Arbeitsanweisungen:
1) In welcher Stadt leitete Raúl Ruiz laut dem Textauszug über ihn ein Museum?
2) Fassen Sie den Absatz aus dem Textauszug über Raúl Ruiz, der mit „Kämpferisch und spielerisch stellt er sich“ beginnt, kürzer zusammen und bewahren Sie dabei die wesentlichen Fakten.
3) Übersetzen Sie den Satz „Kämpferisch stellt er sich gegen ein Kino, das seine Geschichte um einen zentralen Konflikt herum baut“ aus dem Textauszug über Raúl Ruiz ins Englische.

Textauszug:
----

Kontrollierte Verschwendung

VERMÄCHTNIS Der chilenisch-französische Filmemacher Raúl Ruiz, der Könner verrätselter Erzählperspektiven und Figuren, ist letzte Woche verstorben. Sein letztes großes, weltweit gefeiertes Werk, „Geheimnisse von Lissabon“, ist ein überwältigendes Geschenk

Kämpferisch stellt er sich gegen ein Kino, das seine Geschichte um einen zentralen Konflikt herum baut

VON EKKEHARD KNÖRER

Raúl Ruiz, der vergangene Woche starb, war ein Filmemacher, und zwar mit mehr als hundert Filmen ein sehr produktiver; er war ein Bücherverrückter und über die Maßen belesen; er hatte vor seinem ersten Kurzfilm schon hundert Stücke geschrieben und inszenierte immer wieder auch am Theater; in Le Havre leitete er ein Museum, außerdem schrieb er ein paar der eigenwilligsten Bücher über das Kino (vor allem das zweibändige „Poetics of Cinema“), in denen ein Song von Adriano Celentano als Motto und die chinesische Malerei ebenso ihren Platz haben wie Hollywood und der mittelalterliche Philosoph Ramon Lull; der Stil von Ruiz’ Buch ist mit Absicht barock, ein „Hoppelpoppel“ voller „Wortpurzelbäume“, so steht es im Vorwort, und natürlich hat das Methode.

Kämpferisch und spielerisch stellt er sich gegen ein Kino, das seine Geschichte um einen zentralen Konflikt herum baut. Er selbst arbeitet mit Lust und schwindelerregenden Erfolgen an der Abschaffung der Zentralperspektive, triumphal zuletzt noch in seinem auf der ganzen Welt gefeierten Film „Geheimnisse von Lissabon“, der fürs Fernsehen entstand, aber auf vielen Festivals, etwa in München, zu sehen war und nicht nur dort den Rest des Programms überragte. Die Serien-Langfassung war vor ein paar Monaten sogar schon auf Arte zu sehen, nur krähte kein Hahn danach, weiß der Teufel, warum.

----

Extrahierte Daten:
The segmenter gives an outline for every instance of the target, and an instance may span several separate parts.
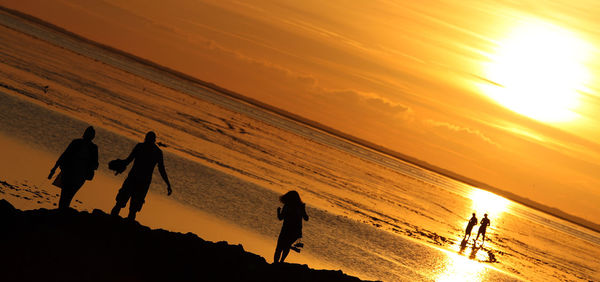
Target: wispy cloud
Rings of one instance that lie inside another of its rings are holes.
[[[481,131],[479,131],[477,129],[472,129],[469,127],[460,126],[460,125],[452,124],[449,122],[436,121],[436,120],[432,120],[432,119],[426,119],[423,122],[430,127],[443,128],[443,129],[450,130],[453,132],[468,134],[470,136],[473,136],[480,140],[483,140],[486,143],[494,145],[498,148],[501,147],[500,144],[494,142],[491,138],[489,138],[487,135],[483,134]]]

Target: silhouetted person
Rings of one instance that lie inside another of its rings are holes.
[[[483,215],[483,218],[481,219],[481,222],[479,223],[479,231],[477,231],[477,237],[475,238],[475,241],[477,241],[477,239],[479,239],[479,235],[483,235],[482,239],[481,239],[481,244],[483,244],[483,242],[485,242],[485,230],[487,229],[487,227],[490,225],[490,220],[487,218],[487,213]]]
[[[160,176],[162,176],[167,184],[168,195],[171,195],[173,192],[171,190],[171,183],[167,177],[167,172],[165,171],[162,151],[155,142],[156,134],[150,131],[146,133],[144,143],[135,145],[127,159],[111,161],[111,163],[119,163],[118,166],[122,167],[122,169],[115,169],[117,174],[123,172],[131,161],[133,161],[133,167],[123,182],[123,186],[121,186],[121,189],[119,189],[119,192],[117,193],[116,203],[110,214],[119,215],[121,209],[124,208],[127,205],[127,201],[129,201],[129,215],[127,218],[131,220],[135,219],[136,213],[139,212],[142,209],[142,205],[144,205],[144,199],[150,188],[150,183],[152,182],[152,173],[157,164]],[[111,165],[112,164],[109,164],[109,167],[114,169]]]
[[[463,239],[462,242],[460,242],[460,250],[458,250],[459,254],[462,254],[467,248],[467,240],[468,239]]]
[[[283,208],[277,208],[277,218],[283,220],[273,262],[283,262],[292,248],[292,244],[302,238],[302,219],[308,221],[306,205],[296,191],[289,191],[279,198]],[[281,258],[281,260],[280,260]]]
[[[62,189],[58,200],[59,209],[69,208],[83,183],[94,178],[94,171],[98,169],[98,146],[92,142],[95,136],[93,127],[86,128],[83,137],[71,141],[50,170],[48,179],[60,167],[60,173],[52,183]]]
[[[469,219],[469,223],[467,224],[467,229],[465,229],[464,239],[469,240],[469,238],[471,238],[471,230],[473,230],[473,226],[475,225],[477,225],[477,217],[475,217],[475,213],[473,213],[473,216]]]

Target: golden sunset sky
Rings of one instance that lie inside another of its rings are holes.
[[[0,5],[600,222],[600,1]]]

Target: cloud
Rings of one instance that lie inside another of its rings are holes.
[[[403,104],[393,102],[377,93],[345,89],[321,89],[325,99],[330,103],[359,108],[361,111],[373,111],[399,117],[405,120],[412,118],[413,110]]]
[[[468,134],[470,136],[474,136],[480,140],[483,140],[484,142],[494,145],[498,148],[500,148],[501,146],[494,142],[491,138],[487,137],[485,134],[483,134],[481,131],[476,130],[476,129],[472,129],[469,127],[464,127],[464,126],[459,126],[459,125],[455,125],[455,124],[451,124],[448,122],[443,122],[443,121],[436,121],[436,120],[432,120],[432,119],[426,119],[423,121],[426,125],[430,126],[430,127],[435,127],[435,128],[444,128],[453,132],[458,132],[458,133],[465,133]]]

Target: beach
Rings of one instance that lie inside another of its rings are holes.
[[[291,263],[383,281],[600,279],[597,232],[509,200],[485,206],[498,196],[49,26],[6,12],[0,24],[1,195],[18,209],[55,208],[46,176],[93,125],[100,168],[73,207],[108,212],[124,179],[108,161],[153,130],[174,192],[155,172],[138,216],[151,228],[271,262],[278,197],[297,190],[310,220]],[[469,259],[458,245],[473,211],[492,225]]]

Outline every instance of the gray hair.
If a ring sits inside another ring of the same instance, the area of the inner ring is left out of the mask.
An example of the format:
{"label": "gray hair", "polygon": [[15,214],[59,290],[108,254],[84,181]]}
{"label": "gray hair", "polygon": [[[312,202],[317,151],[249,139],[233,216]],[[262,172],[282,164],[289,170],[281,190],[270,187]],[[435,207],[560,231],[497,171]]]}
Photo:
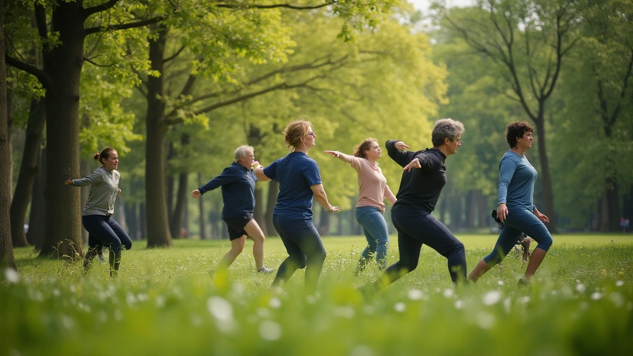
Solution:
{"label": "gray hair", "polygon": [[253,148],[252,146],[249,146],[248,144],[242,144],[242,146],[238,147],[237,148],[235,148],[235,160],[239,158],[240,156],[246,156],[247,149],[250,149],[253,152],[255,151],[255,149]]}
{"label": "gray hair", "polygon": [[442,146],[444,139],[448,137],[451,141],[455,141],[457,135],[464,133],[464,124],[461,122],[452,118],[442,118],[436,122],[433,133],[431,134],[431,141],[434,147]]}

----

Schriftliche Antworten:
1) In Le Havre.

2) Ruiz wendet sich kämpferisch und spielerisch gegen ein Kino, das seine Geschichte um einen zentralen Konflikt aufbaut, und arbeitet mit großem Erfolg an der Abschaffung der Zentralperspektive. Zuletzt gelang ihm das triumphal mit dem weltweit gefeierten Film „Geheimnisse von Lissabon“. Dieser entstand fürs Fernsehen, lief aber auf vielen Festivals, etwa in München, und überragte dort und anderswo das übrige Programm. Die Serien-Langfassung wurde vor einigen Monaten auf Arte gezeigt, fand jedoch keine Beachtung.

3) Combatively, he sets himself against a kind of cinema that builds its story around a central conflict.